» Problem to work on
Put each line of the records below into a JSON list of strings, one string per line, and leave out any blank lines.

Location identification entries:
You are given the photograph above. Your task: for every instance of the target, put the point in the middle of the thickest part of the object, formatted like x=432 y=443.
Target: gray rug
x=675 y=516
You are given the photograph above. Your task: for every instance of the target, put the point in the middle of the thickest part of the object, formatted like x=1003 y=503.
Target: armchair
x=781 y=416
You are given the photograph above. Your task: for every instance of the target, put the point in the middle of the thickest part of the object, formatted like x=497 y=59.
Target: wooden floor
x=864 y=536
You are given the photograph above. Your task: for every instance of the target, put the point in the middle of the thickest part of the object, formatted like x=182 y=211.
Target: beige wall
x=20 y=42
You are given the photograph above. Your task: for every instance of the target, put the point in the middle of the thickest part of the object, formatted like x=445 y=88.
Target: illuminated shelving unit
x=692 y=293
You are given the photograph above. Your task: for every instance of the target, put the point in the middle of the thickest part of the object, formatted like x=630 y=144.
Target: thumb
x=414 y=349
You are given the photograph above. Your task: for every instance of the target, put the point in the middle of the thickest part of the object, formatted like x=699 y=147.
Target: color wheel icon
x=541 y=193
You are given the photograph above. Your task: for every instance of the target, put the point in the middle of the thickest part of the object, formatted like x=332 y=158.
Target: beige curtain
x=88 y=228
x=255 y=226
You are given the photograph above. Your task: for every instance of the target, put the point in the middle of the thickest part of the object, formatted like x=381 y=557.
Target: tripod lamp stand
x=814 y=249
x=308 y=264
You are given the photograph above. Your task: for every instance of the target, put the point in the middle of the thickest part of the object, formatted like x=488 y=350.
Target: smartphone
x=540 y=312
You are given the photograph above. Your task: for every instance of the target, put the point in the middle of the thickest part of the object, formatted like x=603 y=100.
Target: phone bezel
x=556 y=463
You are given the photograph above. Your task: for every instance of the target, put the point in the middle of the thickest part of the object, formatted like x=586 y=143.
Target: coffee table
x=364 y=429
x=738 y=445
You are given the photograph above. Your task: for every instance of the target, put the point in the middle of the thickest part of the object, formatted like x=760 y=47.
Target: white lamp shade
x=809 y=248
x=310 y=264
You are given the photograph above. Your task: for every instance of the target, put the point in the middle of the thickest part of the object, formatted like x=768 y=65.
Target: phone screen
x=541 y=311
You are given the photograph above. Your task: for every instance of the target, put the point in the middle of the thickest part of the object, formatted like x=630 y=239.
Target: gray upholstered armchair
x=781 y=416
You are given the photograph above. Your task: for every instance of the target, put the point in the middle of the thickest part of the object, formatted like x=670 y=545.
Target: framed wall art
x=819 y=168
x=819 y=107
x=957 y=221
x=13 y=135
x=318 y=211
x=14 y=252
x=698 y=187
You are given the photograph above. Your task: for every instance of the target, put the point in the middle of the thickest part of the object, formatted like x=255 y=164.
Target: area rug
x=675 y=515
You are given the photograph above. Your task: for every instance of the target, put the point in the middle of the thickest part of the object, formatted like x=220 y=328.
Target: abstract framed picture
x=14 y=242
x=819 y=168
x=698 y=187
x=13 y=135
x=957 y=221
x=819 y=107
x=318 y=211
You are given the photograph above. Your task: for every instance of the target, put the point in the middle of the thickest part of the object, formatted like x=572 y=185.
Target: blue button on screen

» Full output
[
  "You are given the photograph above. Your task: for every instance of the target, put the point in the middle of the thickest part of the object, formatted like x=432 y=443.",
  "Target: gray rug",
  "x=675 y=516",
  "You are given the photograph above. Your task: for every instance of the target, put the point in the middle of the thickest part of the object, formatted like x=1003 y=503.",
  "Target: armchair",
  "x=781 y=416",
  "You are given the photograph above. Your task: for every instance of the target, put the point in the middle of the thickest part of the object, formatted like x=497 y=59.",
  "Target: wooden floor",
  "x=864 y=536",
  "You are given the photograph above. Your task: for every instance of the target, put the point in the middle of the thickest part of the object, formatted like x=182 y=211.",
  "Target: beige wall",
  "x=20 y=42",
  "You are given the photograph above. Your task: for every instance of the target, put the point in the middle of the thickest part of the object, formatted like x=445 y=88.",
  "Target: illuminated shelving unit",
  "x=692 y=293",
  "You are given the photograph above. Your task: for every instance of the target, put the point in the middle of the thickest part of the object, formatted like x=630 y=144.",
  "Target: thumb",
  "x=414 y=349",
  "You are given the photograph above. Your task: for every instance of the target, put the point in the middle of the thickest part of the object, formatted like x=699 y=147.",
  "Target: color wheel icon",
  "x=541 y=193",
  "You are given the photograph above. Your task: for every instance of the target, put the point in the middle of the thickest part of the object, formatted like x=332 y=158.",
  "Target: beige curtain",
  "x=88 y=228",
  "x=255 y=226",
  "You are given the photograph above. Your task: for every instance of the target, put the point in the middle of the thickest part of the object, formatted like x=381 y=557.",
  "Target: tripod lamp stand",
  "x=814 y=249",
  "x=308 y=264",
  "You are given the photograph above. Your task: for every instance of the target, put the point in the middle of the thickest part of the object, formatted like x=488 y=350.",
  "Target: smartphone",
  "x=540 y=312",
  "You are given the photograph above. Your task: for every instance of the target, put the point in the middle of the thickest part of the object, formatted like x=603 y=100.",
  "Target: phone bezel",
  "x=556 y=463",
  "You are given the photograph above. Your task: for every instance of the target, put the point in the middle of the thickest part of the object, formatted like x=586 y=143.",
  "Target: coffee table",
  "x=364 y=429",
  "x=738 y=445",
  "You are given the photograph above. Your task: for every instance of the target, put the point in the middle of the thickest part of the object, formatted like x=760 y=47.",
  "Target: white lamp shade",
  "x=809 y=248",
  "x=310 y=264",
  "You are given the photograph above. Your task: for every instance of the target, put the point in the middle of the thickest part of the object, formatted like x=768 y=65.",
  "Target: phone screen",
  "x=541 y=311",
  "You are given the photograph above. Your task: for every instance of the target, put the point in the middle of the thickest part of the object, formatted like x=630 y=239.",
  "Target: gray upholstered armchair",
  "x=781 y=416",
  "You are given the photograph above. Your task: for every instance of the target, put the point in the middle of the thickest part of the object, formatted like x=670 y=545.",
  "Target: framed wall art",
  "x=819 y=168",
  "x=819 y=107",
  "x=957 y=221",
  "x=13 y=135",
  "x=318 y=211",
  "x=14 y=252",
  "x=698 y=187",
  "You are given the photograph above. Your task: for every instance of the target, put the point in the middle of the thickest part of the object, formatted like x=255 y=164.",
  "Target: area rug",
  "x=675 y=515",
  "You are given the photograph above. Your task: for every instance of the target, put the point in the middle of the thickest part of the object, formatted like x=220 y=328.",
  "Target: abstract framed picture",
  "x=14 y=242",
  "x=819 y=168",
  "x=698 y=187",
  "x=13 y=135",
  "x=957 y=221",
  "x=819 y=107",
  "x=318 y=211",
  "You are given the photograph above. Your task: for every instance of the target, put the point in the middle of the thickest part of the object, formatted like x=572 y=185.",
  "Target: blue button on screen"
]